* **WORK TO COMPLETE**: Reproduce all of the lines below word for word.

___ TASK INPUT

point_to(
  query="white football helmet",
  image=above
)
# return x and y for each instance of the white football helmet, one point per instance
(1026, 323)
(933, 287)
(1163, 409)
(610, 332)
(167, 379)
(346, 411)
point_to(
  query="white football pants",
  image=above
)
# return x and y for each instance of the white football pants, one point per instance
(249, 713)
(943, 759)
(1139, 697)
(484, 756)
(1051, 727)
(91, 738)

______

* **TASK RESULT**:
point_to(
  query="white football helmet",
  image=above
)
# return x and y for each instance of the white football helmet, one point per instance
(1026, 323)
(933, 287)
(1163, 409)
(610, 332)
(167, 379)
(346, 411)
point_to(
  query="white football pants",
  image=above
)
# return x and y for each instance of the white football pants, one point per instance
(249, 713)
(943, 759)
(1139, 697)
(484, 756)
(1051, 727)
(91, 738)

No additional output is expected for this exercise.